■ WHAT THIS TASK INVOLVES
Start at the line below containing "Query: monitor screen" and stop at the line containing "177, row 217". Repeat every line of that stretch exactly, and nothing outside it.

■ RECORDS TO PROCESS
------------------------------------
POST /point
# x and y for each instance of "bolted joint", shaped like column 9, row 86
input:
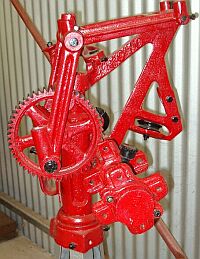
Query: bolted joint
column 127, row 152
column 110, row 199
column 157, row 214
column 72, row 246
column 106, row 228
column 73, row 42
column 50, row 166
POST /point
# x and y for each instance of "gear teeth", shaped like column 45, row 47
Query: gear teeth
column 15, row 120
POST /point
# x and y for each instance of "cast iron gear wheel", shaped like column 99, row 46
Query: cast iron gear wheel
column 83, row 132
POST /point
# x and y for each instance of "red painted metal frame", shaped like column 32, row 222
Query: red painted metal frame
column 124, row 197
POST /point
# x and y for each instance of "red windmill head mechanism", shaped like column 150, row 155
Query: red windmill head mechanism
column 66, row 142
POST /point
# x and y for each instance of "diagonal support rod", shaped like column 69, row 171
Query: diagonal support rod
column 170, row 240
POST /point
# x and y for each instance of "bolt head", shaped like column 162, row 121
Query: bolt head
column 175, row 119
column 169, row 99
column 157, row 213
column 49, row 44
column 106, row 228
column 73, row 42
column 50, row 166
column 110, row 199
column 72, row 246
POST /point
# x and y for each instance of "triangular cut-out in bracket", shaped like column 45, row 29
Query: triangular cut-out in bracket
column 152, row 101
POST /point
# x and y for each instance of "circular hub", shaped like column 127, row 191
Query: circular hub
column 82, row 134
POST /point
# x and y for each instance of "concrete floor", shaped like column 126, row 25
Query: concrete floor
column 22, row 248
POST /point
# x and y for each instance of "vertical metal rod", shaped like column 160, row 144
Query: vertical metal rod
column 170, row 240
column 31, row 27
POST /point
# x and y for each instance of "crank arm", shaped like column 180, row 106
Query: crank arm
column 48, row 139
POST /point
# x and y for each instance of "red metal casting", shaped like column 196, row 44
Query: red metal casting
column 72, row 155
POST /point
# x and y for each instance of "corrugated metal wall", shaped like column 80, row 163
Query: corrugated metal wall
column 23, row 69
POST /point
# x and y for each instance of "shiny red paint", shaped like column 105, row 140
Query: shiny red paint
column 75, row 159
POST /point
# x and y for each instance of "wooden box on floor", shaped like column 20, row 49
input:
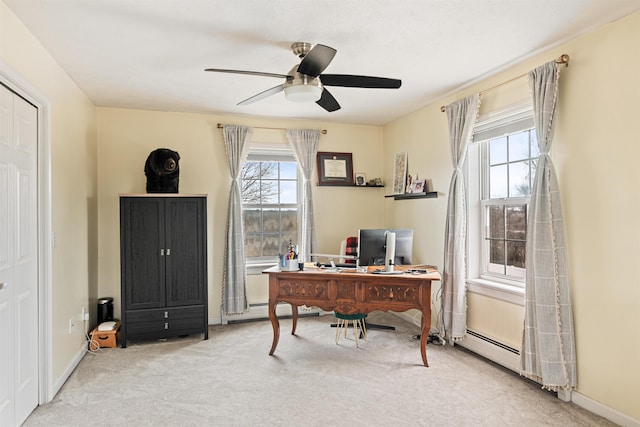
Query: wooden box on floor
column 105, row 339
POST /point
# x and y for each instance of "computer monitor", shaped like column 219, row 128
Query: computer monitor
column 372, row 246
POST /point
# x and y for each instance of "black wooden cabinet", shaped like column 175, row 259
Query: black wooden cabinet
column 163, row 255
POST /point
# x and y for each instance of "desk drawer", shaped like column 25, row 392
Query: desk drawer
column 392, row 293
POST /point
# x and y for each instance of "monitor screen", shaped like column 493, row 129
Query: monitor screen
column 372, row 246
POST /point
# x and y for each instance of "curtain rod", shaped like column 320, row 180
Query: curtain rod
column 563, row 59
column 220, row 126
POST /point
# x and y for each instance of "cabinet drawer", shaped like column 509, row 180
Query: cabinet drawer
column 174, row 313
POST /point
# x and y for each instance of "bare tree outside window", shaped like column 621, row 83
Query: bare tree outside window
column 269, row 198
column 512, row 161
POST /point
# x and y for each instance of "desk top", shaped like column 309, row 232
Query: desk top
column 405, row 271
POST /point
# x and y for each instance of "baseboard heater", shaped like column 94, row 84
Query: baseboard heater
column 494, row 342
column 493, row 350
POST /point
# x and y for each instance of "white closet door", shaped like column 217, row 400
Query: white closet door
column 18, row 258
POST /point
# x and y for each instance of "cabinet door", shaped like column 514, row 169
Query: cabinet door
column 185, row 219
column 143, row 265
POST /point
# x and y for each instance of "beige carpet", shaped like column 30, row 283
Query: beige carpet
column 230, row 380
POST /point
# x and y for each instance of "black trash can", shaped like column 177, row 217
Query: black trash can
column 105, row 309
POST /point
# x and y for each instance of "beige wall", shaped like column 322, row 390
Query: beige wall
column 73, row 183
column 125, row 138
column 595, row 151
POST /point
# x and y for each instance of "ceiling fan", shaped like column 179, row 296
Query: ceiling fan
column 306, row 83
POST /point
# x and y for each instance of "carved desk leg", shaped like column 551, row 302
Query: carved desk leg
column 273, row 303
column 275, row 325
column 426, row 320
column 423, row 339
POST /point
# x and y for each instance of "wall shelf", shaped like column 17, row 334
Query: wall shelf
column 427, row 195
column 350, row 185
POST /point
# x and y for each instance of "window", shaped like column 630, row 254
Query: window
column 508, row 168
column 269, row 204
column 501, row 164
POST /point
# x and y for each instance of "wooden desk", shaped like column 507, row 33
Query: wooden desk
column 350, row 292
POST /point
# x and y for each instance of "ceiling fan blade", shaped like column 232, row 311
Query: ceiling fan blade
column 252, row 73
column 327, row 101
column 347, row 80
column 262, row 95
column 316, row 60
------------------------------------
■ TASK RESULT
Query: monitor screen
column 372, row 246
POST /point
# x and y for each instance of "curtain rod", shaped like column 320, row 180
Query: curtain rod
column 563, row 59
column 220, row 126
POST /point
# x and y for each instance of "cabinet drawer", shaped like column 509, row 180
Query: cabinet drawer
column 174, row 313
POST /point
# x and y for each instance of "bare tree outside window", shaped like column 621, row 83
Query: bare tree outside window
column 269, row 198
column 512, row 161
POST /point
# x and y for each instance of "desk top", shaped like column 309, row 232
Query: desk top
column 405, row 271
POST /point
# x and y for each instance of "baseboard heater", shaped like column 94, row 84
Query: baseboard heater
column 494, row 342
column 493, row 350
POST /point
# x and y for each instance of "white closet door", shaped like column 217, row 400
Query: white closet door
column 18, row 258
POST /point
# x and y for each instance of "cabinet door", shaped like column 514, row 169
Query: cabinet door
column 185, row 219
column 143, row 265
POST /point
# x and y for each instance of "beige carpet", shaped like column 30, row 283
Query: beige carpet
column 230, row 380
POST /point
# x and y for each instance of "black trash can", shaped like column 177, row 217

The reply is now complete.